§ Extract provided

⁂

One locum said pharmacies were “usually grossly understaffed”, while another said they had booked to do a shift one day, only to be told there would be no other staff working in the branch.
Another respondent reported being blindsided when arriving for a shift.
“Often when you get there, you are told that for a significant part of the day you will be working on your own,” they explained.
“Staffing levels are unsustainable with increasing workload,” they added.
A few compared staffing levels to previous years, with one locum saying they were “less than half compared to the levels 10 years ago and progressively reducing”.
“Staffing levels and working conditions are the worst I’ve seen in 30 years,” another stated.
Some 39% of 249 locums responding to the survey said they had reported more dispensing errors in the past 12 months.
Of those, 38% said ‘reduced staff’ had contributed to the increased dispensing errors. Another 35% pegged these to ‘increasing workload’.
Patients’ expectations of pharmacists
One respondent detailed their struggle with finding “a suitable work life balance”, as work “volume is increasing and patients’ expectations are at their highest level [they’ve] known”.
“Balancing that with finding suitable locum shifts is a skill,” they said.
"Public expectations are high,” another explained. “A lot of people want a fast-food type of service.”
They described struggling with this due to “stock shortages and once daily deliver[ies]”.
Patients are coming to pharmacies with unsuitable conditions, a respondent said, as “GPs are still not seeing patients”.
“We are having so many more people referred to us for things we can’t fix, like dislocated legs and hernias.”
In some instances, patients have even been aggressive when having to wait for prescriptions.
“There are days when I feel so tired and demoralised, I feel like leaving pharmacy,” one locum said.
“The patients are becoming more abusive because of the supply issues of medication.”
Would they recommend locuming?
Locum pharmacists responding to the Salary Survey were fairly evenly split on their feelings about their career choice.
Forty-one percent of 248 respondents reported being ‘happy locuming in community pharmacy’, while another 42% said they were ‘disillusioned with pharmacy as a career and would like to move out of the profession’.
Some indicated that they would continue locuming as long as rates remained high.

⁂

§ Entries shown
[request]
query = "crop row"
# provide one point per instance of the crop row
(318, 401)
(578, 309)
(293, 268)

⁂

§ Problem description
Retype the excerpt on locum pharmacists' staffing and workload concerns word for word, from start to finish.

§ Task answer
One locum said pharmacies were “usually grossly understaffed”, while another said they had booked to do a shift one day, only to be told there would be no other staff working in the branch.
Another respondent reported being blindsided when arriving for a shift.
“Often when you get there, you are told that for a significant part of the day you will be working on your own,” they explained.
“Staffing levels are unsustainable with increasing workload,” they added.
A few compared staffing levels to previous years, with one locum saying they were “less than half compared to the levels 10 years ago and progressively reducing”.
“Staffing levels and working conditions are the worst I’ve seen in 30 years,” another stated.
Some 39% of 249 locums responding to the survey said they had reported more dispensing errors in the past 12 months.
Of those, 38% said ‘reduced staff’ had contributed to the increased dispensing errors. Another 35% pegged these to ‘increasing workload’.
Patients’ expectations of pharmacists
One respondent detailed their struggle with finding “a suitable work life balance”, as work “volume is increasing and patients’ expectations are at their highest level [they’ve] known”.
“Balancing that with finding suitable locum shifts is a skill,” they said.
"Public expectations are high,” another explained. “A lot of people want a fast-food type of service.”
They described struggling with this due to “stock shortages and once daily deliver[ies]”.
Patients are coming to pharmacies with unsuitable conditions, a respondent said, as “GPs are still not seeing patients”.
“We are having so many more people referred to us for things we can’t fix, like dislocated legs and hernias.”
In some instances, patients have even been aggressive when having to wait for prescriptions.
“There are days when I feel so tired and demoralised, I feel like leaving pharmacy,” one locum said.
“The patients are becoming more abusive because of the supply issues of medication.”
Would they recommend locuming?
Locum pharmacists responding to the Salary Survey were fairly evenly split on their feelings about their career choice.
Forty-one percent of 248 respondents reported being ‘happy locuming in community pharmacy’, while another 42% said they were ‘disillusioned with pharmacy as a career and would like to move out of the profession’.
Some indicated that they would continue locuming as long as rates remained high.